Gonzalo Giribet

Gonzalo Giribet

Fellow: Awarded 2016
Field of Study: Organismic Biology & Ecology

Competition: US & Canada

Starting as a young boy collecting snails, Gonzalo Giribet’s passion for zoology stems from his childhood growing up in a beach town south of Barcelona; even then he was more interested in sea creatures and the ocean than in anything most other kids liked. He always knew he wanted to be an invertebrate zoologist, so he studied biology for his undergraduate at the Universitat de Barcelona, where he also received his PhD in the department of Animal Biology. He then moved across the Atlantic to pursue a lifetime dream of working in one of the greatest natural history museums in the world, and began his postdoctoral research at the American Museum of Natural History in New York City. He is now the Alexander Agassiz Professor of Zoology in the Museum of Comparative Zoology (MCZ, Harvard University), Professor of Organismic and Evolutionary Biology, and Curator of Invertebrates in the MCZ. In addition, he is a Research Associate in the American Museum of Natural History and in the Field Museum of Natural History, Chicago, a Fellow of the California Academy of Sciences, San Francisco, and a Corresponding Member of the Biology Section of the Institute of Catalonian Studies, Barcelona. He has served as President in the International Society of Invertebrate Zoology and in the Willi Hennig Society, and currently serves as Editor in Chief of the journal Invertebrate Systematics, in addition to serving in the editorial boards of about a dozen journals on invertebrates and systematics. He has published more than 300 scientific articles and specialized book chapters and has edited three books, including Harvestmen: The Biology of Opiliones (Harvard University Press, 2007). He has given more than 50 invited lectures at universities and research institutions all over the world and has conducted field work collecting invertebrates in all oceans and on all continents, including a recent fieldtrip to Antarctica. Giribet has named more than a hundred new species, genera and families of invertebrates, including arthropods, mollusks and ribbon worms.

§ Task goal
Resume the profile of zoologist Gonzalo Giribet, writing on from its final sentence about the new invertebrate species, genera and families he has named.

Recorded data

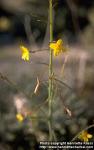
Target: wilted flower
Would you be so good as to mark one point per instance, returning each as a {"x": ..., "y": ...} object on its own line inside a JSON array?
[
  {"x": 57, "y": 47},
  {"x": 84, "y": 136},
  {"x": 19, "y": 117},
  {"x": 25, "y": 53}
]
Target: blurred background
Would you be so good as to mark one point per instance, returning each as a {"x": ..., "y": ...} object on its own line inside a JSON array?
[{"x": 26, "y": 22}]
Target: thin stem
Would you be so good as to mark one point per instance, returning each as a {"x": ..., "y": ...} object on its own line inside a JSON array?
[
  {"x": 50, "y": 90},
  {"x": 82, "y": 131}
]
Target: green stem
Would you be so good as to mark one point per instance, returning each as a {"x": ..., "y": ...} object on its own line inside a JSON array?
[{"x": 50, "y": 90}]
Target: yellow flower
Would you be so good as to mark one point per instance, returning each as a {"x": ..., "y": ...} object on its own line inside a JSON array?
[
  {"x": 19, "y": 117},
  {"x": 84, "y": 136},
  {"x": 25, "y": 53},
  {"x": 57, "y": 47}
]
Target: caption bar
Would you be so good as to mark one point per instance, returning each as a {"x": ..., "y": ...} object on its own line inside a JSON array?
[{"x": 65, "y": 145}]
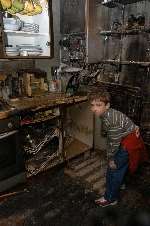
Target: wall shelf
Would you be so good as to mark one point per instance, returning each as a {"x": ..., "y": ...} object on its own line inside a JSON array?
[
  {"x": 125, "y": 62},
  {"x": 115, "y": 3},
  {"x": 125, "y": 32},
  {"x": 22, "y": 33}
]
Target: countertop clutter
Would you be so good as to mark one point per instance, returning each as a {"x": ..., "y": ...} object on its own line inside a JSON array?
[{"x": 17, "y": 105}]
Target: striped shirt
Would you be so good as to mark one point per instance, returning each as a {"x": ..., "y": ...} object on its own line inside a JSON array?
[{"x": 116, "y": 125}]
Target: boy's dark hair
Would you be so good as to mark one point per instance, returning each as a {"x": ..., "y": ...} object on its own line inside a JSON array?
[{"x": 101, "y": 95}]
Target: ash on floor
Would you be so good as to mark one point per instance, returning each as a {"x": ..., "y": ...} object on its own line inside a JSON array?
[{"x": 55, "y": 199}]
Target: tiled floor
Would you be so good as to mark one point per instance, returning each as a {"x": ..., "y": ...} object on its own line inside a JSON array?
[{"x": 56, "y": 199}]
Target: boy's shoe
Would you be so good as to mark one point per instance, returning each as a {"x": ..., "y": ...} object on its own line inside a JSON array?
[
  {"x": 123, "y": 187},
  {"x": 103, "y": 202}
]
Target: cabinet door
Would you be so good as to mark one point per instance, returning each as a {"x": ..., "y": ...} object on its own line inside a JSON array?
[
  {"x": 29, "y": 34},
  {"x": 72, "y": 14}
]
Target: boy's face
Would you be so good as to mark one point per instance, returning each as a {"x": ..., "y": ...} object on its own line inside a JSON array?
[{"x": 98, "y": 107}]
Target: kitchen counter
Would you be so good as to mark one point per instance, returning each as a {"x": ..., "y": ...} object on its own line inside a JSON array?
[{"x": 50, "y": 100}]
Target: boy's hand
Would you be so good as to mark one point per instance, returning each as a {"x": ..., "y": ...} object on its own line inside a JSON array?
[
  {"x": 137, "y": 132},
  {"x": 112, "y": 164}
]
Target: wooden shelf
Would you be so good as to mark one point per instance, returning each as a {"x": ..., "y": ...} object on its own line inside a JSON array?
[
  {"x": 125, "y": 32},
  {"x": 115, "y": 3},
  {"x": 125, "y": 62},
  {"x": 31, "y": 122}
]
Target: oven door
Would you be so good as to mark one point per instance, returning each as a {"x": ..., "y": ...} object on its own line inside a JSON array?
[{"x": 11, "y": 155}]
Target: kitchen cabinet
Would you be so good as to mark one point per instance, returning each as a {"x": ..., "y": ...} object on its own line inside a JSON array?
[
  {"x": 24, "y": 35},
  {"x": 127, "y": 25}
]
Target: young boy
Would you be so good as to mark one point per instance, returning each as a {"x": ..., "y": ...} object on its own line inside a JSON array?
[{"x": 126, "y": 148}]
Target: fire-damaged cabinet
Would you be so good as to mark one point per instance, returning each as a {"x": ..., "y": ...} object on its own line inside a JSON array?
[{"x": 41, "y": 136}]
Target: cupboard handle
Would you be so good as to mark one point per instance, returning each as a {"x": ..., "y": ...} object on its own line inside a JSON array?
[
  {"x": 4, "y": 135},
  {"x": 48, "y": 43}
]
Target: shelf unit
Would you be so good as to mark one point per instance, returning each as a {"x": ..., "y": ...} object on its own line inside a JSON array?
[{"x": 121, "y": 33}]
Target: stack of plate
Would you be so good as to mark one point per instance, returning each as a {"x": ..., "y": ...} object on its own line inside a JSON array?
[
  {"x": 12, "y": 24},
  {"x": 29, "y": 27},
  {"x": 12, "y": 51},
  {"x": 31, "y": 50}
]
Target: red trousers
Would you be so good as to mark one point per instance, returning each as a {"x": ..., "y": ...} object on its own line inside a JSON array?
[{"x": 136, "y": 151}]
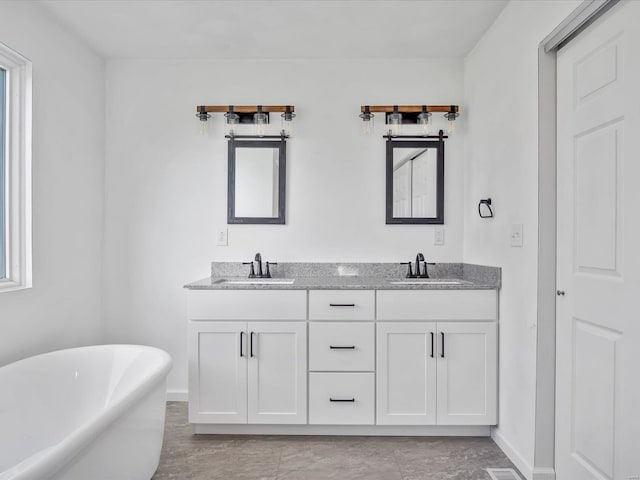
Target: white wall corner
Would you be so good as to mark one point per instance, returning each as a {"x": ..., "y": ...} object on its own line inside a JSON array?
[
  {"x": 544, "y": 474},
  {"x": 515, "y": 456},
  {"x": 177, "y": 395}
]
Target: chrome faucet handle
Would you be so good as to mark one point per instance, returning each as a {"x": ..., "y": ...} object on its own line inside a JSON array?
[
  {"x": 252, "y": 272},
  {"x": 268, "y": 273},
  {"x": 409, "y": 271},
  {"x": 258, "y": 261},
  {"x": 426, "y": 272}
]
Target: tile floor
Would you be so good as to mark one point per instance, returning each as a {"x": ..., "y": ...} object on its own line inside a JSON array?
[{"x": 228, "y": 457}]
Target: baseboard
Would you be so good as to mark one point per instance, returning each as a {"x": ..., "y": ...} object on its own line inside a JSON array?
[
  {"x": 359, "y": 430},
  {"x": 544, "y": 474},
  {"x": 516, "y": 457},
  {"x": 177, "y": 395}
]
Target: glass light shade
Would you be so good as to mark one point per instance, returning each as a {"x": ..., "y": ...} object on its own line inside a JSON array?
[
  {"x": 451, "y": 118},
  {"x": 287, "y": 122},
  {"x": 424, "y": 122},
  {"x": 203, "y": 116},
  {"x": 395, "y": 123},
  {"x": 233, "y": 119},
  {"x": 260, "y": 120},
  {"x": 368, "y": 123}
]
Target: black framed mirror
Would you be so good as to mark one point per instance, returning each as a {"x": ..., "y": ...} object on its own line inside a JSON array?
[
  {"x": 256, "y": 181},
  {"x": 415, "y": 181}
]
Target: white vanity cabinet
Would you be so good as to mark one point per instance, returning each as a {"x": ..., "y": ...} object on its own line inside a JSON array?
[
  {"x": 442, "y": 371},
  {"x": 421, "y": 361},
  {"x": 242, "y": 371},
  {"x": 406, "y": 373}
]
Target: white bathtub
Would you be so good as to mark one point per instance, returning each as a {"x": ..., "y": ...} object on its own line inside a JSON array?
[{"x": 90, "y": 413}]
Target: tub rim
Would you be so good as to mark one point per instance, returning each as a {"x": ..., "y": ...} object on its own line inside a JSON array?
[{"x": 59, "y": 455}]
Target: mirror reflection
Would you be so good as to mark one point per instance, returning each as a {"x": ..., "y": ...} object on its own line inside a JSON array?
[
  {"x": 415, "y": 182},
  {"x": 256, "y": 181}
]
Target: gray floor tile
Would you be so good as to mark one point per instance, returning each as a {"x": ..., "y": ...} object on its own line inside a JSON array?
[{"x": 186, "y": 456}]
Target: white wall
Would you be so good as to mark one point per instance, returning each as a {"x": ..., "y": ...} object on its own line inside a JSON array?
[
  {"x": 501, "y": 162},
  {"x": 63, "y": 308},
  {"x": 166, "y": 185}
]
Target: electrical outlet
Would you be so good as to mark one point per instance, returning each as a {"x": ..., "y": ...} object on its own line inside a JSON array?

§ Expected answer
Giribet’s career has centered around understanding how animal diversity originates and persists through time, his interests focusing on the origins of animal diversity around the Cambrian and spreading to the diversification of species on land and at sea through today. His areas of inquiry thus include biodiversity, ecology, systematics and biogeography, and he is best-known for his contributions to understanding the animal Tree of Life—an area where his research papers have been cited by colleagues thousands of times—and for his work understanding evolutionary and biogeographical patterns in daddy-long-legs.